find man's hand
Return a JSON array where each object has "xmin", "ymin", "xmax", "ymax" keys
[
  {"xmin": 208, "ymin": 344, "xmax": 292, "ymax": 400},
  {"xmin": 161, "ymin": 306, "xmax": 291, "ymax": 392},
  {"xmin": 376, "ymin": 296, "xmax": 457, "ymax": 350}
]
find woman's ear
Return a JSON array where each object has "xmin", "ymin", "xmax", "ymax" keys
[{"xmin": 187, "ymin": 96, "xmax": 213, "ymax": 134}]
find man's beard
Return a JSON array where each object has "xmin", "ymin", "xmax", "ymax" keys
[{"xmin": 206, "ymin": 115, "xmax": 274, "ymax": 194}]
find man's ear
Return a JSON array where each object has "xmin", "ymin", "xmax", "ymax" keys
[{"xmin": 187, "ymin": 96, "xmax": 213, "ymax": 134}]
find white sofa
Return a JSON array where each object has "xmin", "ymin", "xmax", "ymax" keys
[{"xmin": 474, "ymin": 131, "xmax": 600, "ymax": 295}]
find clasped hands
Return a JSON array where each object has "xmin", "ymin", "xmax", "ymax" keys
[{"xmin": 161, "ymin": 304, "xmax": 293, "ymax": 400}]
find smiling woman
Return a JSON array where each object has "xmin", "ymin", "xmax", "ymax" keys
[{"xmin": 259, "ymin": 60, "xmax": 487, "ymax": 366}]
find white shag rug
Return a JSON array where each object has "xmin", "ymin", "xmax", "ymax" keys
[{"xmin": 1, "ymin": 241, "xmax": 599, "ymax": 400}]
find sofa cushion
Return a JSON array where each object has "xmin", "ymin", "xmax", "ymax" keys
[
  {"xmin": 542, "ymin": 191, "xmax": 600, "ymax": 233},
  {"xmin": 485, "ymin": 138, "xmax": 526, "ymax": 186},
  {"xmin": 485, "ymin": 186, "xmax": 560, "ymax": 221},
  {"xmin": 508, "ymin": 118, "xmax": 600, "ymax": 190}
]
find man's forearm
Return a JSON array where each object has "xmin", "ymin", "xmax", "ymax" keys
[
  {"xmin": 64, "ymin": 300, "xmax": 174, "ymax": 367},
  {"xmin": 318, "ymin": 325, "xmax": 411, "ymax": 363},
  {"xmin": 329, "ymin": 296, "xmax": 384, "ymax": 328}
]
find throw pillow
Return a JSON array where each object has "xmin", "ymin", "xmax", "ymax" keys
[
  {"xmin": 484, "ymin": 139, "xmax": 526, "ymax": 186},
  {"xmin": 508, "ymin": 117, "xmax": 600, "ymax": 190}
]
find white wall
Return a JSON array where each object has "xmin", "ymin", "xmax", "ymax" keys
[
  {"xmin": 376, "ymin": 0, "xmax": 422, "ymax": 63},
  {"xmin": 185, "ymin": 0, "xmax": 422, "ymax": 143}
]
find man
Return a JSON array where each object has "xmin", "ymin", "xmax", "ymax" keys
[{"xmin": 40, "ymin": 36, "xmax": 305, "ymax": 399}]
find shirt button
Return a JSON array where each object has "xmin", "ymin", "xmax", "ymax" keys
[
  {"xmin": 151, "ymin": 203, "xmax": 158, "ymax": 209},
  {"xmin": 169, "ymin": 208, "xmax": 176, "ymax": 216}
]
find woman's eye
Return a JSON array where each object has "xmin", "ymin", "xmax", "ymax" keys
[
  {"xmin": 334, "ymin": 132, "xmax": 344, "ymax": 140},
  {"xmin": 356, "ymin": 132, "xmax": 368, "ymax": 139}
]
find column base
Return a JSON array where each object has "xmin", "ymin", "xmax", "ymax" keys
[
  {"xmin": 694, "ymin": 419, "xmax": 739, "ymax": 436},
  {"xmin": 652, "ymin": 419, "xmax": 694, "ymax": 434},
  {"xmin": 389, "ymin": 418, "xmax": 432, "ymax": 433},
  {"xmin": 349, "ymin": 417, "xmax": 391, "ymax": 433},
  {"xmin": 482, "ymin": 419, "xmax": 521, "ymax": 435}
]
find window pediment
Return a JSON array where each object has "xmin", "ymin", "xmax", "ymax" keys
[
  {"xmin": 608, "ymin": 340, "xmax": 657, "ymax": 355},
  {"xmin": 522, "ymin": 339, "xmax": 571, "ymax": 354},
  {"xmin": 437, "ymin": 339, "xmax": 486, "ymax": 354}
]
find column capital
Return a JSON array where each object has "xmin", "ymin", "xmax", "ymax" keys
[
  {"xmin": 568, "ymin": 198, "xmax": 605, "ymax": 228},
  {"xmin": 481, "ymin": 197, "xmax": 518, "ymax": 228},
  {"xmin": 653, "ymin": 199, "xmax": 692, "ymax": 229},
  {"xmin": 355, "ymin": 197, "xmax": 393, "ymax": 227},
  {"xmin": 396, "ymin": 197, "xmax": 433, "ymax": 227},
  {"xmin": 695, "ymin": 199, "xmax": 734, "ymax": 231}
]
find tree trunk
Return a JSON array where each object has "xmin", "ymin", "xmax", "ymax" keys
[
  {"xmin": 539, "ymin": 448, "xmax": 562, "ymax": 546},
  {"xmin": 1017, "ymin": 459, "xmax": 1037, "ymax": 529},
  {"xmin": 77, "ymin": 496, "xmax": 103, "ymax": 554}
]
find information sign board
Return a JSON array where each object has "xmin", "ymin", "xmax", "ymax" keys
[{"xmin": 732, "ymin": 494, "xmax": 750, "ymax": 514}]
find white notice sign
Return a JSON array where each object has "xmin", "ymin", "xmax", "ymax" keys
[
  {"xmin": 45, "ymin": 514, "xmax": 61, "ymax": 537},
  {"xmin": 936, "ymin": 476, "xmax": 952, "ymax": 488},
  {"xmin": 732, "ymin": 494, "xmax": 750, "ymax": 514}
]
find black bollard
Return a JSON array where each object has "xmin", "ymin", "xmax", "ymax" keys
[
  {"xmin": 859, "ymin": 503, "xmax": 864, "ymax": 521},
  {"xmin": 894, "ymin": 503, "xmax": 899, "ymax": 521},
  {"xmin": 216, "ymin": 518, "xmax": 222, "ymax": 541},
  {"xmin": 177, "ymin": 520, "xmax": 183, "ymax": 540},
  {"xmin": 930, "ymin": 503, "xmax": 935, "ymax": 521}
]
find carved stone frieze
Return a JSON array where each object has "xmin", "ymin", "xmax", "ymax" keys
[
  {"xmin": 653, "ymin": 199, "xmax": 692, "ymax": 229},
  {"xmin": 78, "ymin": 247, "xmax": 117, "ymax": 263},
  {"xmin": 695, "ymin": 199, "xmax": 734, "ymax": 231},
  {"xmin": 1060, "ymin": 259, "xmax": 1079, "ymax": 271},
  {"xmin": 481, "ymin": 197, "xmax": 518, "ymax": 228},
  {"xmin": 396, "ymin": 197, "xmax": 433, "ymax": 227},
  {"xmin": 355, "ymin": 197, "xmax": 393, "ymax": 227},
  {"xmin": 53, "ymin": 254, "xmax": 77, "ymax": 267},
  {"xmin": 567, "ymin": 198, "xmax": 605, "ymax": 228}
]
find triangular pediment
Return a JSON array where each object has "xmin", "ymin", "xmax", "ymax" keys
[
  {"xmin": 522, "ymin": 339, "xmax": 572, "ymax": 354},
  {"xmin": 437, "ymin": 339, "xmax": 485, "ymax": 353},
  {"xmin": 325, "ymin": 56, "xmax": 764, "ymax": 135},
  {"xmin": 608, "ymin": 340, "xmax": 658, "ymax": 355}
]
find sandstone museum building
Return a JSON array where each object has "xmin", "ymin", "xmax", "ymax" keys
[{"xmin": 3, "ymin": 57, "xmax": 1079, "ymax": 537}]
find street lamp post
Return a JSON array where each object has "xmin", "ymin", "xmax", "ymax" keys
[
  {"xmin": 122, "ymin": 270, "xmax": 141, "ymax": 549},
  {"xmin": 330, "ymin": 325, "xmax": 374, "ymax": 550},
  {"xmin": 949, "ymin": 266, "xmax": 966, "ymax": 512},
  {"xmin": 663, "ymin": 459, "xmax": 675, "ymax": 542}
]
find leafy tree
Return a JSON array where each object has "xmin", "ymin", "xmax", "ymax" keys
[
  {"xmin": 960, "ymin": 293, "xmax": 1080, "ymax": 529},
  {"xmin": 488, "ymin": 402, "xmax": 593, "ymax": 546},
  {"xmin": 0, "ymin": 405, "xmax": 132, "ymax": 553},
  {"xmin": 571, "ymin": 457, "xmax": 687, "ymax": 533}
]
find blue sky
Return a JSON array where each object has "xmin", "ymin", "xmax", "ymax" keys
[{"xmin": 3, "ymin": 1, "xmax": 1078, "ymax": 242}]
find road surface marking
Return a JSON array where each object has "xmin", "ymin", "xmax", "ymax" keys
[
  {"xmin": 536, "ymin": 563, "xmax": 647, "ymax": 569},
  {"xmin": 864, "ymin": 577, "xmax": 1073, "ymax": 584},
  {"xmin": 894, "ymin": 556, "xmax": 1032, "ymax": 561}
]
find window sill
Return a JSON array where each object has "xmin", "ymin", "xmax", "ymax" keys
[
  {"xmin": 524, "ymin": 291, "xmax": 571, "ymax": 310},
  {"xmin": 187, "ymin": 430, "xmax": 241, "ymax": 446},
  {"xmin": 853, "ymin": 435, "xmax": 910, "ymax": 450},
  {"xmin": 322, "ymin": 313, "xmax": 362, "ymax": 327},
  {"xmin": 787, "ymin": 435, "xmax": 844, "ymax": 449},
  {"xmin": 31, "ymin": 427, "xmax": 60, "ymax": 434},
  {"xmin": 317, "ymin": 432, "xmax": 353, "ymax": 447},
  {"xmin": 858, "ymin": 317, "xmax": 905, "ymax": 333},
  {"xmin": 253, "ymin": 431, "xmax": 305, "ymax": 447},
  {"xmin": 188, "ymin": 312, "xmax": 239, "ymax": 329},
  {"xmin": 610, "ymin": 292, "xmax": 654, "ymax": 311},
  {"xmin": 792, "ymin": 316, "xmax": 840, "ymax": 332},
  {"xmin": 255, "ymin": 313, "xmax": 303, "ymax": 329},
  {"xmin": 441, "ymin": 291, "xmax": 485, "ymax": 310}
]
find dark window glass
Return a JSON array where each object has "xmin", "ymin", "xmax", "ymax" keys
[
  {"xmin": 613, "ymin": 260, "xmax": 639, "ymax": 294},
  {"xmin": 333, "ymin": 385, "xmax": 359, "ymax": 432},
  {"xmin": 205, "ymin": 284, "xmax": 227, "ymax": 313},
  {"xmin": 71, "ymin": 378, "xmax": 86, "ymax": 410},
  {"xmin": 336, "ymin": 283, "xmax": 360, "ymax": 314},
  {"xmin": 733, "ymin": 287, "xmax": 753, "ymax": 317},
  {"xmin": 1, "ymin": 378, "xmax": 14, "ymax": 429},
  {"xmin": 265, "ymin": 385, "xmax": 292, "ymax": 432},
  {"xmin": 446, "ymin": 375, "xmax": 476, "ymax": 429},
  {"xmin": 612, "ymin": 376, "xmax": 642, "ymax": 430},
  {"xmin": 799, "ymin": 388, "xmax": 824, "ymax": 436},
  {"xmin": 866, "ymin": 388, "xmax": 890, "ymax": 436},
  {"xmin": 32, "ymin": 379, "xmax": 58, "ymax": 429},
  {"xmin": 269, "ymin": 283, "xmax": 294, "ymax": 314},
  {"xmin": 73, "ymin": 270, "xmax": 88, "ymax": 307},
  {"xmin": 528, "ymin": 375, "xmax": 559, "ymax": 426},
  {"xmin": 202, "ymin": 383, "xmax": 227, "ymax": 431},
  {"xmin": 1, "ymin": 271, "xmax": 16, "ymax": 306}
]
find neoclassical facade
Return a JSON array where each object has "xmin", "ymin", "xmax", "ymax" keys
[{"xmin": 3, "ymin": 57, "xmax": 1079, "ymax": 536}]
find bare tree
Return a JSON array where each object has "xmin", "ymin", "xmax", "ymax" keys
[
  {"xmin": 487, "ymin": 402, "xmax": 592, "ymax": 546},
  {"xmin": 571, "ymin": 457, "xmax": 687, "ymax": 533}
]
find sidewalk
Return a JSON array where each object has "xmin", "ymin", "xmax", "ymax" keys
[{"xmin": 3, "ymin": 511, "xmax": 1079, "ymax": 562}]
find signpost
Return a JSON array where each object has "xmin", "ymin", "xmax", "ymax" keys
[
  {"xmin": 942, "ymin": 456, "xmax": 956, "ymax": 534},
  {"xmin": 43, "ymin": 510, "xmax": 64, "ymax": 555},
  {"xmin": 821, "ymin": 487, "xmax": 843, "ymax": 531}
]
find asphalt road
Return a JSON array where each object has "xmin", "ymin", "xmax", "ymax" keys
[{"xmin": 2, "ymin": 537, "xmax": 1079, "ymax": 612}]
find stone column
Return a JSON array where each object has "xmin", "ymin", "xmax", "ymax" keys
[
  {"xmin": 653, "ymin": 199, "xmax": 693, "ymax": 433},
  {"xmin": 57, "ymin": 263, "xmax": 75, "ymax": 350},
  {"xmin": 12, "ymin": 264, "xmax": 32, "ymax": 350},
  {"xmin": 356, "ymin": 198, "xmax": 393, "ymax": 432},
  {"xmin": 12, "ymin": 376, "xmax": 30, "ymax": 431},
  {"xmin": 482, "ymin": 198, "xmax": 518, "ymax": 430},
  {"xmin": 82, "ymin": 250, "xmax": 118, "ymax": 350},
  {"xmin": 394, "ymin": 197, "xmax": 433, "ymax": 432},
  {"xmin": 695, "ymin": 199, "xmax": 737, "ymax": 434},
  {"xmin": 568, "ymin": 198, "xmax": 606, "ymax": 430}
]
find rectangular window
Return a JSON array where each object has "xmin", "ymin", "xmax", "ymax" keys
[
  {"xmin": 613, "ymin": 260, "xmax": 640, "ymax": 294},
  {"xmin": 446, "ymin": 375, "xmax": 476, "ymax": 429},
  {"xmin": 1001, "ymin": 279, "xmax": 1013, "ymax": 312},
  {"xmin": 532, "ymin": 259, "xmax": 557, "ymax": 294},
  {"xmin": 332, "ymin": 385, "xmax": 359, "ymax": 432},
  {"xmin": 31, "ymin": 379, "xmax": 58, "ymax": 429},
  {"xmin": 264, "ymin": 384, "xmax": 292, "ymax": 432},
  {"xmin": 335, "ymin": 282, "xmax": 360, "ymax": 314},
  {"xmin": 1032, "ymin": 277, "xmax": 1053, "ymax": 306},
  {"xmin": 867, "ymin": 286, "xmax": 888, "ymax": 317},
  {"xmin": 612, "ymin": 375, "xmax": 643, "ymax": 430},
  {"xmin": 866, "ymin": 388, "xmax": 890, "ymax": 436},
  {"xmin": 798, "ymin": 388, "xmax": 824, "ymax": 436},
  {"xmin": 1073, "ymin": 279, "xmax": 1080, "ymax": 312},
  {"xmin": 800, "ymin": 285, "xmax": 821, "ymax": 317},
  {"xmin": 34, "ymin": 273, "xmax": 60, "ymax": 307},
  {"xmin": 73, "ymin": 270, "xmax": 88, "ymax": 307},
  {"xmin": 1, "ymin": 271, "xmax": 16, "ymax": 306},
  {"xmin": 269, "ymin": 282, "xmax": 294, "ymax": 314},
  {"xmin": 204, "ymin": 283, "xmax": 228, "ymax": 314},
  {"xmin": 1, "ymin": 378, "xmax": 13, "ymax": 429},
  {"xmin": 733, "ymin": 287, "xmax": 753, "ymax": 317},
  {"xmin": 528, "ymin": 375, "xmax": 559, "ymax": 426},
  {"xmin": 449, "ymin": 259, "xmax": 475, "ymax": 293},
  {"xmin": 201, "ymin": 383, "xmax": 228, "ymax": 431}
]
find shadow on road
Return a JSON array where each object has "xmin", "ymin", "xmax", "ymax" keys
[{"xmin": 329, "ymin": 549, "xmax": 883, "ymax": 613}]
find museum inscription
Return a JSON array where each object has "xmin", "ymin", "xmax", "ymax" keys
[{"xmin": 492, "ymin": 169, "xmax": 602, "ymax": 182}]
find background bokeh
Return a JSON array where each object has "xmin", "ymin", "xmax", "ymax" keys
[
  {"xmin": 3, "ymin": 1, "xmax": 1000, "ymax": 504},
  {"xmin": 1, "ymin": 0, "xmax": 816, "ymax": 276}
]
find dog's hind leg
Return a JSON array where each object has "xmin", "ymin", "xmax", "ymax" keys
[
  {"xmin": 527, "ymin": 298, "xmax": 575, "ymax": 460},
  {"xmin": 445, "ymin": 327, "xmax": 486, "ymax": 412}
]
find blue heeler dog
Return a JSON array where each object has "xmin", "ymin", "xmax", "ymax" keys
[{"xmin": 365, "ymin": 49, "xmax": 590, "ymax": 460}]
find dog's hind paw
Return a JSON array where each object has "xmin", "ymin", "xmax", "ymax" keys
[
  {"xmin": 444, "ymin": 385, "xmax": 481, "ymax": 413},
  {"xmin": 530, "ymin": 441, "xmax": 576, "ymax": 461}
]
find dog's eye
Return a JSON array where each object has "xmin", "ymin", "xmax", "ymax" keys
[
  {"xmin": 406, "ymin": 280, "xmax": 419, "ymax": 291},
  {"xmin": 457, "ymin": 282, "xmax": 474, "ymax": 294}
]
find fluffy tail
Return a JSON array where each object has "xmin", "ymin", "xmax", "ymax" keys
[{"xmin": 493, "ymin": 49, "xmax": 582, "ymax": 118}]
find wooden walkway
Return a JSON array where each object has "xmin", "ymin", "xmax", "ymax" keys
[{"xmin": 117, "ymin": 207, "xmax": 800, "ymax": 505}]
________________
What you are asked to do: Look back at the entries above and repeat, unchanged, every line from the line holding "find clasped hands" through the line holding "find column base".

Answer to this exercise:
find clasped hands
Return a JSON array where each object has "xmin", "ymin", "xmax", "ymax" keys
[{"xmin": 161, "ymin": 304, "xmax": 293, "ymax": 400}]
find smiling woman
Return a JSON array where each object has "xmin", "ymin", "xmax", "ymax" keys
[{"xmin": 259, "ymin": 60, "xmax": 487, "ymax": 366}]
find white shag rug
Return a JSON array where each object has "xmin", "ymin", "xmax", "ymax" keys
[{"xmin": 1, "ymin": 241, "xmax": 599, "ymax": 400}]
find sofa cushion
Return a JSON array where each object has "xmin", "ymin", "xmax", "ymax" keys
[
  {"xmin": 542, "ymin": 191, "xmax": 600, "ymax": 233},
  {"xmin": 485, "ymin": 138, "xmax": 526, "ymax": 186},
  {"xmin": 485, "ymin": 186, "xmax": 560, "ymax": 221},
  {"xmin": 508, "ymin": 118, "xmax": 600, "ymax": 190}
]
find man's forearm
Return a JSON array where each object has "xmin", "ymin", "xmax", "ymax" keys
[
  {"xmin": 64, "ymin": 300, "xmax": 174, "ymax": 367},
  {"xmin": 318, "ymin": 325, "xmax": 411, "ymax": 363},
  {"xmin": 329, "ymin": 296, "xmax": 384, "ymax": 328}
]
find throw pillow
Return a JSON array where each object has "xmin", "ymin", "xmax", "ymax" keys
[
  {"xmin": 484, "ymin": 139, "xmax": 526, "ymax": 186},
  {"xmin": 508, "ymin": 117, "xmax": 600, "ymax": 190}
]
find white wall
Return a JSON array where each object has "xmin", "ymin", "xmax", "ymax" keys
[
  {"xmin": 376, "ymin": 0, "xmax": 422, "ymax": 63},
  {"xmin": 185, "ymin": 0, "xmax": 422, "ymax": 143}
]
find man
Return a JSON array where each object has "xmin", "ymin", "xmax", "ymax" keys
[{"xmin": 40, "ymin": 36, "xmax": 305, "ymax": 399}]
find shirt button
Return a JSON array where each object has "xmin", "ymin", "xmax", "ymax" keys
[
  {"xmin": 151, "ymin": 203, "xmax": 158, "ymax": 209},
  {"xmin": 169, "ymin": 208, "xmax": 176, "ymax": 216}
]
find woman's eye
Return a JSON array where each object has "xmin", "ymin", "xmax", "ymax" keys
[
  {"xmin": 334, "ymin": 132, "xmax": 344, "ymax": 140},
  {"xmin": 356, "ymin": 132, "xmax": 368, "ymax": 139}
]
find column base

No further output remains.